§ BRIEF: Reproduce the section of the listing that begins at the line containing "Target: player's raised arm" and finishes at the line containing "Target: white jersey with blue trim". Include both end lines and nothing beyond them.

== RECORDS PROVIDED

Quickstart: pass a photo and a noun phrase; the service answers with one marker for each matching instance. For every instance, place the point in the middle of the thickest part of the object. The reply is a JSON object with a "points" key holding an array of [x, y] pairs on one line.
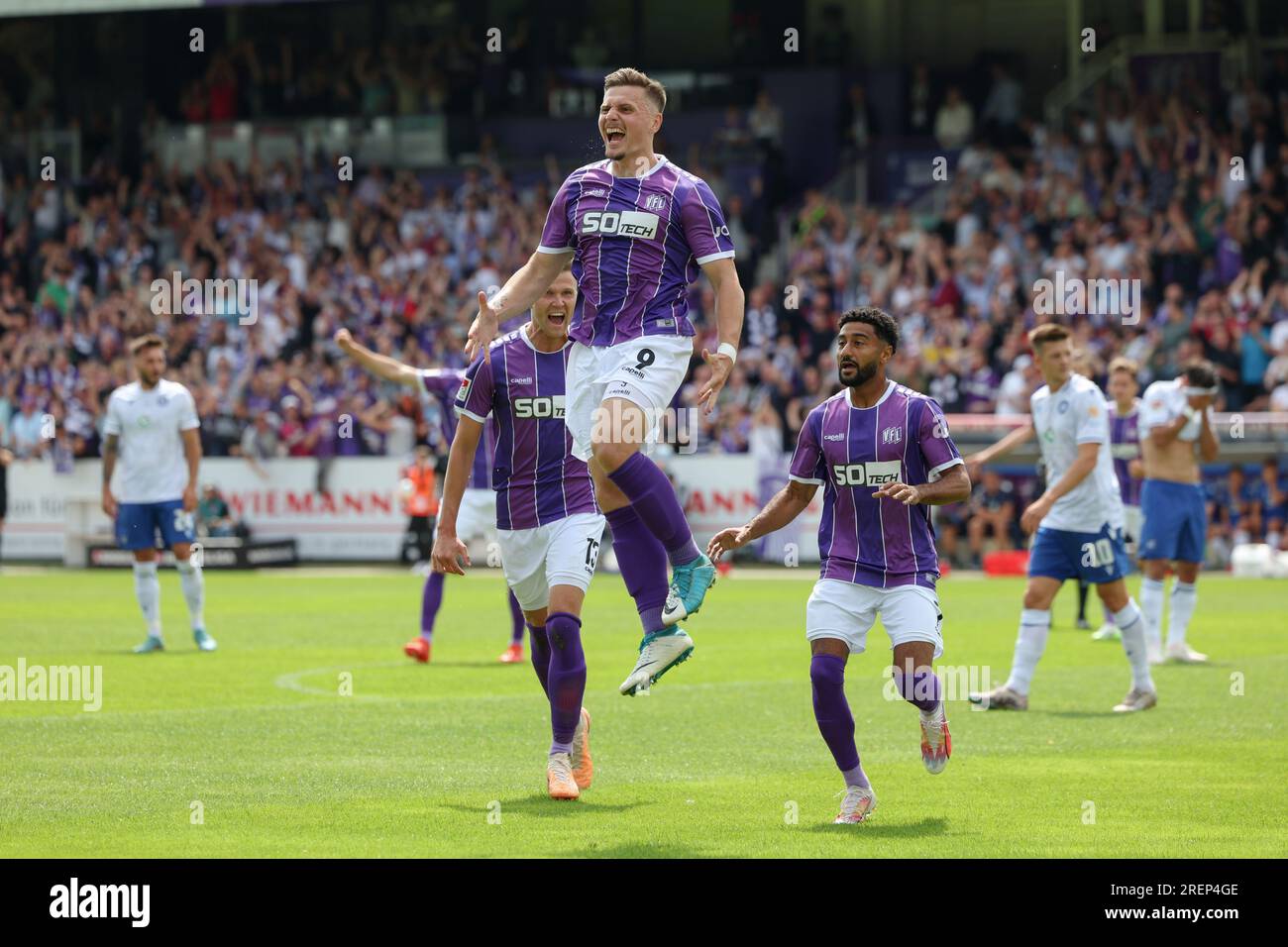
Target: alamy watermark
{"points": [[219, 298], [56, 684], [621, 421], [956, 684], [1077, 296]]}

====
== RECORDS PROVIDED

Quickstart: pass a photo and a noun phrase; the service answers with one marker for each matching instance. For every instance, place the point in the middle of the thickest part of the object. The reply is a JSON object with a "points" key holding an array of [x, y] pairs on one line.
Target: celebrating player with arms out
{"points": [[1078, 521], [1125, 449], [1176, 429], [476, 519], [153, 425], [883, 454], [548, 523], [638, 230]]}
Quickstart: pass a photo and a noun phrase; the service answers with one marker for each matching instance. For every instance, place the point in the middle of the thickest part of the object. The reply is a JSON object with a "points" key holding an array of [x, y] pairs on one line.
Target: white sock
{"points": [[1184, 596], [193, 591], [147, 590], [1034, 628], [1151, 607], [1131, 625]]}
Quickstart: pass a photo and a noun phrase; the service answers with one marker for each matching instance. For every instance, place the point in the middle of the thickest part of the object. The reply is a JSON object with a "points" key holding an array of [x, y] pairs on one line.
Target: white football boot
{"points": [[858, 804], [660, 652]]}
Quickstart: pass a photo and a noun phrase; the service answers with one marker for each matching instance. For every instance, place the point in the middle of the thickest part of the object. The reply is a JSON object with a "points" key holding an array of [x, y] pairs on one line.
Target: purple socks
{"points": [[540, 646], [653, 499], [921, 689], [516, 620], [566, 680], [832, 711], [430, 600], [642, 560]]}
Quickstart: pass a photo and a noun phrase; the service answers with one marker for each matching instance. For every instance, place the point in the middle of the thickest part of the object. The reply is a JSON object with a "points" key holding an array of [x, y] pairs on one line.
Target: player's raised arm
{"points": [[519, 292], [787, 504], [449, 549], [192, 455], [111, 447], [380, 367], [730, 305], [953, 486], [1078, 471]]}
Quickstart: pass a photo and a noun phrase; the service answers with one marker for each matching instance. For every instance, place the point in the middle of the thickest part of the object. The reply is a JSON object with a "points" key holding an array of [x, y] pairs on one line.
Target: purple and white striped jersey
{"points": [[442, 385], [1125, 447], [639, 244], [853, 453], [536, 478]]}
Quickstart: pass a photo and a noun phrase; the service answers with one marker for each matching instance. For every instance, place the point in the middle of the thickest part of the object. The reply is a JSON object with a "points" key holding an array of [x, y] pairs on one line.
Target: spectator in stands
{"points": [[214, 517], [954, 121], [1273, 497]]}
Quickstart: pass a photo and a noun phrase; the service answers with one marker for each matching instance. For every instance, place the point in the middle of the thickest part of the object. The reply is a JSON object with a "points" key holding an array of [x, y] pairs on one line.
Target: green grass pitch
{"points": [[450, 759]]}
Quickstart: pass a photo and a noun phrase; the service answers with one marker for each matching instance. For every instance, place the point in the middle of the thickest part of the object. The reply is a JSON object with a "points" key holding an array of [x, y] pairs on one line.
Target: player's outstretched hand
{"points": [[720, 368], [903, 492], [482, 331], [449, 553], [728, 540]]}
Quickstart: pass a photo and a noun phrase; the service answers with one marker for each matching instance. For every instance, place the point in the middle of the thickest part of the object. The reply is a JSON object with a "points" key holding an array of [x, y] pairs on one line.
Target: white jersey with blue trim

====

§ TASK OUTPUT:
Target: player's raised arm
{"points": [[519, 292], [787, 504], [449, 549], [192, 455], [111, 447], [380, 367], [730, 305], [953, 486], [1078, 471]]}
Quickstart: pass a photo and a noun phrase; the service answers with one marker for each matching instance. For every instance, place the point in the middle of the thickest part of the object. The reply is a JSON object with a "points" key holding an array of [x, y] pairs on one line.
Target: purple and white striped jersey
{"points": [[442, 385], [1125, 447], [639, 244], [853, 453], [536, 478]]}
Quickstart: pass a photo and a noun phrase; the service answers with one marker for each matching instance. For every instance, place the point in the middle of the thickest part of the object. The reply is a JSON object with a "points" key holding an array of [x, y] pairs on one line.
Target: spectator in stands
{"points": [[214, 517], [954, 121], [1273, 497]]}
Quickstart: pass a photo and a noun phrase; the service answers with one marker for each matching instance. For every instance, place the point in the middle of the thickest part of the object. The reply is a JSON object with a "points" key holding an array of [x, y] pairs on one line.
Target: green grass pitch
{"points": [[450, 759]]}
Quickstart: pass a photo and a noun phrase; the service answers with one marker for each matching instance. For every instance, place the point in the middle of the thickest part of the object. The reply is a JSON object with a "points" key holding an array of [x, y] pairs on one line.
Target: player's outstretched hand
{"points": [[720, 368], [903, 492], [482, 331], [449, 553], [728, 540]]}
Quickstart: pass a photo and a noun phrase; the service answers with one marker for each matching instance. For every instance, place the point in the middle of the thickest part of the object. The reply is a JSON object with a "points" key holding an array of [x, y] pairs on one line.
Target: white jersey with blue trim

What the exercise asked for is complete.